## [WRITTEN REQUEST]
Reproduce exactly the lines from the one containing "Point to the shrub." through the end of the listing, minus the pictures.

** begin EXCERPTED DATA **

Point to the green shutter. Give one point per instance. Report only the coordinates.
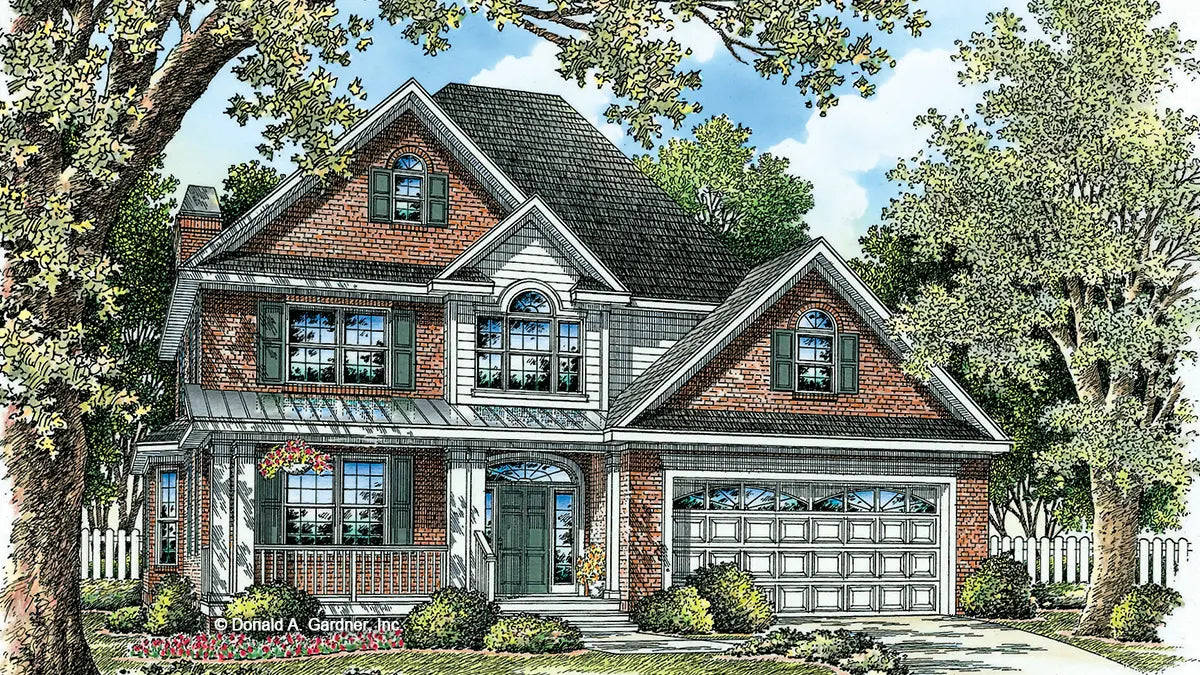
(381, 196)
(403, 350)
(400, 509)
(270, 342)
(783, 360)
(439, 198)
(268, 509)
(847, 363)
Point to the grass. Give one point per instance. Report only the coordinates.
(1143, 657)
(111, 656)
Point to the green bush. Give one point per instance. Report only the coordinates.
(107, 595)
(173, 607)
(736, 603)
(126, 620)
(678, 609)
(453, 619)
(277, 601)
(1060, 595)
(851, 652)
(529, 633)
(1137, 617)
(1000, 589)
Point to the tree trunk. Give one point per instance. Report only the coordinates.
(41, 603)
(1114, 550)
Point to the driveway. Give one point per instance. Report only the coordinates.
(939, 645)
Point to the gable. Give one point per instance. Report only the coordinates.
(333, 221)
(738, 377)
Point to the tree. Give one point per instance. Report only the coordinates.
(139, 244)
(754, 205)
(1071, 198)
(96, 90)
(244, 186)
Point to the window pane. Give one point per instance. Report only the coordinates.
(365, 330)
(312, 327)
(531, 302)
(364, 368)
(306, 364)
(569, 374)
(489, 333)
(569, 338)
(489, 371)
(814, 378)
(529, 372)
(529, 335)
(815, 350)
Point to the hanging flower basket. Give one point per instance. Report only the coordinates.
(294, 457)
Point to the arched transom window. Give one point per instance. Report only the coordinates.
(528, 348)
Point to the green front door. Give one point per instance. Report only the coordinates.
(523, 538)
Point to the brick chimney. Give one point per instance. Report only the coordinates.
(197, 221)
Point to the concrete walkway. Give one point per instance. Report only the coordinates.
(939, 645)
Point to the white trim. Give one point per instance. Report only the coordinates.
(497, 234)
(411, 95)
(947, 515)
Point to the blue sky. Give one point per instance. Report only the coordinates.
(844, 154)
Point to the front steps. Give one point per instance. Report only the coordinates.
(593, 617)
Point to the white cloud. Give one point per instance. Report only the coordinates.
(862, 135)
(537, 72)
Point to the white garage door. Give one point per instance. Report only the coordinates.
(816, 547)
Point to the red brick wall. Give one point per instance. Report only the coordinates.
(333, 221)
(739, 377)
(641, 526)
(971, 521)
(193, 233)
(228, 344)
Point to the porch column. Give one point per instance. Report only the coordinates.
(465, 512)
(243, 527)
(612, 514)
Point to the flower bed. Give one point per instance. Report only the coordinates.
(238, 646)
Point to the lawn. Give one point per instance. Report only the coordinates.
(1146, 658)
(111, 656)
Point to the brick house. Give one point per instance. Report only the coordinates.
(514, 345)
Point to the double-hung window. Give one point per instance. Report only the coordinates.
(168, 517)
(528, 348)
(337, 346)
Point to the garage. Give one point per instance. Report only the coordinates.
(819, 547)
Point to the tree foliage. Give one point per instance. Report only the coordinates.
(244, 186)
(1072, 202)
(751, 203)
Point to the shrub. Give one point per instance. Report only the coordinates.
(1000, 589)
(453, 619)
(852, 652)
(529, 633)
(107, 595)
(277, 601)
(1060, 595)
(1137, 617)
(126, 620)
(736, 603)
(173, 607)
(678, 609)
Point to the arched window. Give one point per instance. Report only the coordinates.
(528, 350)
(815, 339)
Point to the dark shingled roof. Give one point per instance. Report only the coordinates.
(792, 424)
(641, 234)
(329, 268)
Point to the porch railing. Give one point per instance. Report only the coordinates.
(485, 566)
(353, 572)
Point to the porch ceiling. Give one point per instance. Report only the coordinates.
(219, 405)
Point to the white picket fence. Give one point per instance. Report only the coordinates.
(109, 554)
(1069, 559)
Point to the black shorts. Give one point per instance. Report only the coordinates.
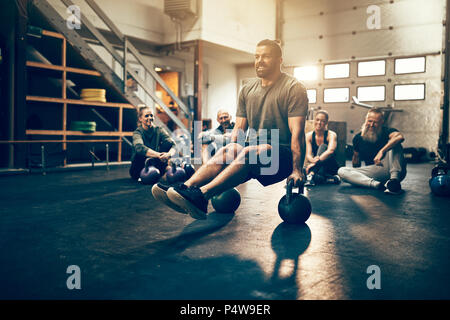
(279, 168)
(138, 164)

** end EXCERPTED DATA **

## [TASK SOLUTION]
Point to the shrub. Give one point per instance. Report only the coordinates.
(1000, 589)
(453, 619)
(852, 652)
(529, 633)
(107, 595)
(277, 601)
(1060, 595)
(1137, 617)
(126, 620)
(736, 603)
(173, 607)
(678, 609)
Point to the arched window. Give one point per instance. Report only the coordinates.
(528, 350)
(815, 339)
Point to the dark shingled roof. Give one point per instance. Report only the coordinates.
(792, 424)
(641, 234)
(329, 268)
Point to the porch railing. Give one point per instance. Report only the coordinates.
(485, 566)
(353, 572)
Point to the porch ceiling. Give one point per instance. Report only the coordinates.
(219, 405)
Point to the white picket fence. Give one point per instance. Report only the coordinates.
(109, 554)
(1069, 559)
Point to the black shorts. Give one point per instance. Report only the coordinates.
(279, 168)
(138, 164)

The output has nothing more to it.